• [Supplied data]:
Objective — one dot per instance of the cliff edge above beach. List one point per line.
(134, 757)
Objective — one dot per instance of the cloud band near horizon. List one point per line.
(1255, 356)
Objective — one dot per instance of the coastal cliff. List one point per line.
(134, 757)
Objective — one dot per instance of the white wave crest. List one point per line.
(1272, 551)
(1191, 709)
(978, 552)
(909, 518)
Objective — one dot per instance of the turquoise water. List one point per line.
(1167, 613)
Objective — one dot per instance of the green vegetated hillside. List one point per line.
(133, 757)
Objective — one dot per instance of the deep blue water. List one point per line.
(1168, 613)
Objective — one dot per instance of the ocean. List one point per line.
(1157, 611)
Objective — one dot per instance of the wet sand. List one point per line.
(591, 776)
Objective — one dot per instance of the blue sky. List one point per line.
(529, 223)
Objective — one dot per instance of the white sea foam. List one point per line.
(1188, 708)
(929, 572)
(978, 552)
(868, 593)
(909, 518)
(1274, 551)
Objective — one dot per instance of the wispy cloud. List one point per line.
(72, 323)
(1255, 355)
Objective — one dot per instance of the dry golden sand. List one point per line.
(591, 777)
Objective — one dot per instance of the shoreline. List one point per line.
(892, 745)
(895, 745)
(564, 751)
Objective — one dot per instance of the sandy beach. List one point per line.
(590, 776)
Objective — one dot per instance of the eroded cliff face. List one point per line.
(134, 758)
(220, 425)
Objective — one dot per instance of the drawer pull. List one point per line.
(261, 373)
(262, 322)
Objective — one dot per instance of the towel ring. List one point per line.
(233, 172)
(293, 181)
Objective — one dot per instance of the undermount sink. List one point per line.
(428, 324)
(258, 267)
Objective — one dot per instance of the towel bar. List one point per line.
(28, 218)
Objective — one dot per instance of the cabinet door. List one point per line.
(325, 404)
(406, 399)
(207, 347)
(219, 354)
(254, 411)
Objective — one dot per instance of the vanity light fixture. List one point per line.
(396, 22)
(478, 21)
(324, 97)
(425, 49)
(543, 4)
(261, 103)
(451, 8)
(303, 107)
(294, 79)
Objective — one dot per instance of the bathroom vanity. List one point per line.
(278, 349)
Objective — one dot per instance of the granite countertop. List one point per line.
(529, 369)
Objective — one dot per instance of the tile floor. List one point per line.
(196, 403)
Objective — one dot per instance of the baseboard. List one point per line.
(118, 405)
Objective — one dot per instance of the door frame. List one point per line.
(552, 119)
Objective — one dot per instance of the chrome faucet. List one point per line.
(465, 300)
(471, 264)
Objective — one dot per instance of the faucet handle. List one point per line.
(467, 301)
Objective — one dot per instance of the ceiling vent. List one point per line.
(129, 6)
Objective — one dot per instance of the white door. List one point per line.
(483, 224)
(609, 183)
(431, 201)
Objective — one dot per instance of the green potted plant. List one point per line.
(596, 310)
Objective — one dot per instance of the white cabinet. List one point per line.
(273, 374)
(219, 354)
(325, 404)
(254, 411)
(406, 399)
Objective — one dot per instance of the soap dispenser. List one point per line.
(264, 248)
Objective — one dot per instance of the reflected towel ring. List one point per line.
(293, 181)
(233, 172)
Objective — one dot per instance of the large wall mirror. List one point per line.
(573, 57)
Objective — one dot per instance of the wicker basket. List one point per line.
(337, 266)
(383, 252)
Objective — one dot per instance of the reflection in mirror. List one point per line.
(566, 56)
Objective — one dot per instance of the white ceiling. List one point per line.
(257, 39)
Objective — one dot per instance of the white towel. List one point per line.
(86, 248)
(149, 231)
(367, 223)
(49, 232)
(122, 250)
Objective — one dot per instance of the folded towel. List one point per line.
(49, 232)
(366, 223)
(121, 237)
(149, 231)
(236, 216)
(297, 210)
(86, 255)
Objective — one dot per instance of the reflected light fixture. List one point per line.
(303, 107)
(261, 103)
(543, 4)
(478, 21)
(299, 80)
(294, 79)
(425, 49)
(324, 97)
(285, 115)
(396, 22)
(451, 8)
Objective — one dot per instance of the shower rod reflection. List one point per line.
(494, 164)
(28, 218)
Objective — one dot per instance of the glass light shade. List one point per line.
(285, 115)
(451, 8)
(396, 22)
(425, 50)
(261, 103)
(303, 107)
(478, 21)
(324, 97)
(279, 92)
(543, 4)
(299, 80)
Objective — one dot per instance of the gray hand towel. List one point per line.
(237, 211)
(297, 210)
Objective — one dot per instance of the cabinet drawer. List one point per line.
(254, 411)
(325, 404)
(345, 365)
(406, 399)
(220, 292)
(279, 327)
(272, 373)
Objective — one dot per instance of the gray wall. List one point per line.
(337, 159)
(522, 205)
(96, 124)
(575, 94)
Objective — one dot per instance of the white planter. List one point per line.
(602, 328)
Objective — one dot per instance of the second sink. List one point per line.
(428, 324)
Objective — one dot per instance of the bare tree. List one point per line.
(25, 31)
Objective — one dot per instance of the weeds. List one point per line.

• [Problem details]: The answer should hold the lines from the one containing "Objective — one dot per instance of the bare" through the end of the entries above, set down exactly, with both ends included.

• [Solution to this exercise]:
Objective — one dot per instance of the bare tree. List one point per line.
(25, 31)
Objective — one dot per instance of the weeds. List one point per line.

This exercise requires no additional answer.